The problem:
Please convert every line of the material below into a JSON list of strings, one string per line, leaving out any blank lines.

Excerpts from a dataset:
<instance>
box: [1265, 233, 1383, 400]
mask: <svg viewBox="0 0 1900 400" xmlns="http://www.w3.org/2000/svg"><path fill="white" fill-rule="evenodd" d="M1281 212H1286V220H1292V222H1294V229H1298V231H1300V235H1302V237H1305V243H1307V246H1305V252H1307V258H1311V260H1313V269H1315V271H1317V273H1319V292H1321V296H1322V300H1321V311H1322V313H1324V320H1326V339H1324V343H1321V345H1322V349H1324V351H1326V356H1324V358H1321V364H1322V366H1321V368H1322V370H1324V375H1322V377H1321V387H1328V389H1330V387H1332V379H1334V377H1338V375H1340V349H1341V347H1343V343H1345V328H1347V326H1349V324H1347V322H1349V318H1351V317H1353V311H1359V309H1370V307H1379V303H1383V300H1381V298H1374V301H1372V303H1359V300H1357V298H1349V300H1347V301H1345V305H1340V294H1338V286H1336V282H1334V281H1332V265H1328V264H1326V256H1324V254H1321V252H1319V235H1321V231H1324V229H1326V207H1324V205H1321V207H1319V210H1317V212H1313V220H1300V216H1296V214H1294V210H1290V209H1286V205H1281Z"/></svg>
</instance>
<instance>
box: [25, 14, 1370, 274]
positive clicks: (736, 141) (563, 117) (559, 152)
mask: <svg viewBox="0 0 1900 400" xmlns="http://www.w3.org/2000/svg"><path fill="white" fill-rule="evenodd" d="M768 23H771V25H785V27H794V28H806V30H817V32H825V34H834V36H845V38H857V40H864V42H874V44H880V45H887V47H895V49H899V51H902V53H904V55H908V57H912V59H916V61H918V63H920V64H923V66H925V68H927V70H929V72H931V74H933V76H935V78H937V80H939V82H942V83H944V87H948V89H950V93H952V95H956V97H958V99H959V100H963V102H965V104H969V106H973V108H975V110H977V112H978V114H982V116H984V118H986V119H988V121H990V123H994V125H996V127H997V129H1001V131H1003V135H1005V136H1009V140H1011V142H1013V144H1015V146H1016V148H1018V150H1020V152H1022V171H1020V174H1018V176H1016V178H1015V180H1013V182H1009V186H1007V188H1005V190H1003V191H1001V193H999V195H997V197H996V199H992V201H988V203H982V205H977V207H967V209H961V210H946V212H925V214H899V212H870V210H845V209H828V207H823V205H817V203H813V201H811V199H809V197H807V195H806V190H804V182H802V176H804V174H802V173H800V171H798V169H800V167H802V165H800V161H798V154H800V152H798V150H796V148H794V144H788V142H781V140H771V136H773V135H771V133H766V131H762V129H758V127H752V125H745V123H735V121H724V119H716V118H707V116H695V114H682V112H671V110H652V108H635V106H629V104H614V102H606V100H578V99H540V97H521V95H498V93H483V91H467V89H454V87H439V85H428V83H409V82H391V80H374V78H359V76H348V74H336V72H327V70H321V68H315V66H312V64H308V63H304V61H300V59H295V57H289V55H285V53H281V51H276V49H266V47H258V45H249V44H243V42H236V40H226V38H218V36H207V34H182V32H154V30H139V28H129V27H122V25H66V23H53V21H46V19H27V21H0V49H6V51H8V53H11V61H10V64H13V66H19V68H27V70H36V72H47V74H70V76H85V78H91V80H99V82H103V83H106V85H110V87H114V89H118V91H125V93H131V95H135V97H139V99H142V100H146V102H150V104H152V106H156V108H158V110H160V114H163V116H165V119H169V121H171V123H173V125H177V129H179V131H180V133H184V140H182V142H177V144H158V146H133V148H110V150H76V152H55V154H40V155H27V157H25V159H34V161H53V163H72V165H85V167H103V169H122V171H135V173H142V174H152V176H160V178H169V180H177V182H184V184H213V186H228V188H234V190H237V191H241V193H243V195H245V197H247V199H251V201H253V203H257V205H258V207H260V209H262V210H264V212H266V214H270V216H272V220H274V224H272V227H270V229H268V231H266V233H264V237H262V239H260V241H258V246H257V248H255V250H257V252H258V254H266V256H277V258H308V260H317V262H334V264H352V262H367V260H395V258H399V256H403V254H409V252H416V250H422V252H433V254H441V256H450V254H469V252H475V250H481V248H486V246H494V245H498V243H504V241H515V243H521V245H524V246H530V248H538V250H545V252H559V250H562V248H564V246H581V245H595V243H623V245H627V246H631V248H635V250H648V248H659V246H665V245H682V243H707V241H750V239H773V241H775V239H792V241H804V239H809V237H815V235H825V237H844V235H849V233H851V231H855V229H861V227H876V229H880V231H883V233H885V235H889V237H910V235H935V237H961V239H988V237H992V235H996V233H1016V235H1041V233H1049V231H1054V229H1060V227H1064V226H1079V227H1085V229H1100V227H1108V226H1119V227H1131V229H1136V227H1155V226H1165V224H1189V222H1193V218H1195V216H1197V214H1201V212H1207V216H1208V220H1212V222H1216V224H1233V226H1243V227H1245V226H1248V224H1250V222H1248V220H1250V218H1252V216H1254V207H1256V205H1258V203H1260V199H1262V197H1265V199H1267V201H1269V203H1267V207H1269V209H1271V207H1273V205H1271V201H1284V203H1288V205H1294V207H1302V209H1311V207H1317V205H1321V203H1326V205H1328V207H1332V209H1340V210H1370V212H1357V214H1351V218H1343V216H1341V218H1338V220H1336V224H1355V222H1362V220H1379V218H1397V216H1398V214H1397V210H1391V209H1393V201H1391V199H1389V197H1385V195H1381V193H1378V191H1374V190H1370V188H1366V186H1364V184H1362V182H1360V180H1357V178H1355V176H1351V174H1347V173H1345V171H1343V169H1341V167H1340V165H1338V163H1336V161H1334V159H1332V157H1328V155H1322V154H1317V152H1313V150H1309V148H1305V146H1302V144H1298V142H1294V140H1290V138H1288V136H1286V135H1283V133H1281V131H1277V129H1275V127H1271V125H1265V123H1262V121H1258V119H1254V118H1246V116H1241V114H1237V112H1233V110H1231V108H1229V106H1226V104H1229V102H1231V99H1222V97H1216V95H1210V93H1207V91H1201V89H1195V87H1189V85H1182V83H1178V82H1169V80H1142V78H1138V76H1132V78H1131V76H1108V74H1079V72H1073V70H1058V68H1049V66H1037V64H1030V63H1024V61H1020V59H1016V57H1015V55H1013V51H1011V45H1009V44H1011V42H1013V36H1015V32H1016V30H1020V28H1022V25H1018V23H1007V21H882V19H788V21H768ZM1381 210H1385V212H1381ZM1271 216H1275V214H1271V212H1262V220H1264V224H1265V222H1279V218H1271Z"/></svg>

Task result:
[
  "<instance>",
  "box: [1265, 233, 1383, 400]",
  "mask: <svg viewBox=\"0 0 1900 400\" xmlns=\"http://www.w3.org/2000/svg\"><path fill=\"white\" fill-rule=\"evenodd\" d=\"M1281 212H1286V220H1292V222H1294V229H1298V231H1300V235H1302V237H1305V243H1307V246H1305V252H1307V258H1311V260H1313V269H1315V271H1317V273H1319V292H1321V296H1322V300H1321V311H1322V313H1324V320H1326V339H1324V343H1321V345H1322V349H1324V351H1326V356H1324V358H1321V364H1322V366H1321V368H1322V370H1324V375H1322V377H1321V387H1328V389H1330V387H1332V379H1334V377H1338V375H1340V349H1341V347H1343V343H1345V328H1347V326H1349V324H1347V322H1349V318H1351V317H1353V311H1359V309H1370V307H1379V303H1383V300H1381V298H1374V301H1372V303H1359V300H1357V298H1349V300H1347V301H1345V305H1340V294H1338V286H1336V282H1334V281H1332V265H1328V264H1326V256H1324V254H1321V252H1319V235H1321V231H1324V229H1326V207H1324V205H1321V207H1319V210H1317V212H1313V220H1300V216H1296V214H1294V210H1290V209H1286V205H1281Z\"/></svg>",
  "</instance>",
  "<instance>",
  "box: [25, 14, 1370, 274]",
  "positive clicks: (736, 141) (563, 117) (559, 152)",
  "mask: <svg viewBox=\"0 0 1900 400\" xmlns=\"http://www.w3.org/2000/svg\"><path fill=\"white\" fill-rule=\"evenodd\" d=\"M768 23H771V25H785V27H794V28H806V30H817V32H825V34H834V36H845V38H857V40H864V42H874V44H880V45H887V47H895V49H899V51H902V53H904V55H908V57H912V59H916V61H918V63H920V64H923V66H925V68H927V70H929V72H931V74H933V76H935V78H937V80H939V82H942V83H944V87H948V89H950V93H952V95H956V97H958V99H959V100H963V102H965V104H969V106H973V108H975V110H977V112H978V114H982V116H984V118H986V119H988V121H990V123H994V125H996V127H997V129H1001V131H1003V135H1005V136H1009V140H1011V142H1013V144H1015V146H1016V148H1018V150H1020V152H1022V171H1020V174H1018V176H1016V178H1015V180H1013V182H1009V186H1007V188H1005V190H1003V191H1001V193H999V195H997V197H996V199H992V201H988V203H982V205H977V207H967V209H961V210H946V212H925V214H899V212H870V210H845V209H828V207H823V205H817V203H813V201H811V199H809V197H807V195H806V190H804V182H802V176H804V174H802V173H800V171H798V169H800V167H802V165H800V161H798V154H800V152H798V150H796V148H794V144H788V142H781V140H771V136H773V135H771V133H766V131H762V129H758V127H752V125H745V123H735V121H724V119H716V118H707V116H695V114H682V112H671V110H652V108H635V106H629V104H614V102H606V100H578V99H540V97H521V95H498V93H483V91H467V89H454V87H439V85H428V83H409V82H391V80H374V78H359V76H348V74H336V72H327V70H321V68H315V66H312V64H308V63H304V61H300V59H295V57H289V55H285V53H281V51H276V49H266V47H258V45H249V44H243V42H236V40H226V38H218V36H207V34H182V32H154V30H139V28H129V27H122V25H66V23H53V21H46V19H27V21H0V49H6V51H8V53H11V61H10V64H13V66H19V68H27V70H36V72H47V74H70V76H85V78H91V80H99V82H103V83H106V85H110V87H114V89H118V91H125V93H131V95H135V97H139V99H142V100H146V102H150V104H152V106H156V108H158V110H160V114H163V116H165V119H169V121H171V123H173V125H177V129H179V131H180V133H184V140H182V142H177V144H158V146H133V148H110V150H76V152H55V154H40V155H27V157H25V159H34V161H53V163H72V165H85V167H103V169H122V171H135V173H142V174H152V176H160V178H169V180H177V182H184V184H213V186H228V188H234V190H237V191H241V193H243V195H245V197H247V199H251V201H253V203H257V205H258V207H260V209H262V210H264V212H266V214H270V216H272V220H274V224H272V227H270V229H268V231H266V233H264V237H262V239H260V241H258V246H257V248H255V250H257V252H258V254H266V256H277V258H308V260H317V262H334V264H352V262H367V260H395V258H399V256H403V254H409V252H416V250H422V252H433V254H441V256H450V254H469V252H475V250H481V248H486V246H494V245H498V243H504V241H515V243H521V245H524V246H530V248H538V250H545V252H559V250H562V248H564V246H581V245H595V243H623V245H627V246H631V248H635V250H648V248H659V246H665V245H682V243H707V241H750V239H773V241H775V239H792V241H804V239H809V237H815V235H825V237H844V235H849V233H851V231H855V229H861V227H876V229H880V231H883V233H885V235H889V237H910V235H935V237H961V239H988V237H992V235H996V233H1016V235H1041V233H1049V231H1054V229H1060V227H1064V226H1079V227H1085V229H1100V227H1108V226H1119V227H1131V229H1136V227H1155V226H1165V224H1189V222H1193V218H1195V216H1197V214H1201V212H1207V216H1208V220H1212V222H1216V224H1233V226H1243V227H1245V226H1248V224H1250V222H1248V220H1250V218H1252V216H1254V207H1256V205H1258V203H1260V199H1262V197H1265V199H1267V201H1269V203H1267V207H1269V209H1271V207H1273V205H1271V201H1284V203H1288V205H1294V207H1302V209H1311V207H1317V205H1321V203H1326V205H1328V207H1332V209H1340V210H1370V212H1357V214H1351V218H1343V216H1341V218H1338V220H1336V224H1355V222H1362V220H1379V218H1397V216H1398V214H1397V210H1391V209H1393V201H1391V199H1389V197H1385V195H1381V193H1378V191H1374V190H1370V188H1366V186H1364V184H1362V182H1360V180H1357V178H1355V176H1351V174H1347V173H1345V171H1343V169H1341V167H1340V165H1338V163H1336V161H1334V159H1332V157H1328V155H1322V154H1317V152H1313V150H1309V148H1305V146H1302V144H1298V142H1294V140H1290V138H1288V136H1286V135H1283V133H1281V131H1277V129H1275V127H1271V125H1265V123H1262V121H1258V119H1254V118H1246V116H1241V114H1237V112H1233V110H1231V108H1229V106H1226V104H1229V102H1231V99H1222V97H1216V95H1210V93H1207V91H1201V89H1195V87H1189V85H1182V83H1178V82H1169V80H1142V78H1138V76H1132V78H1131V76H1108V74H1079V72H1073V70H1058V68H1049V66H1037V64H1030V63H1024V61H1020V59H1016V57H1015V55H1013V51H1011V45H1009V44H1011V42H1013V36H1015V32H1016V30H1020V28H1022V25H1018V23H1007V21H882V19H788V21H768ZM1381 210H1385V212H1381ZM1271 216H1275V214H1271V212H1262V220H1264V224H1265V222H1279V218H1271Z\"/></svg>"
]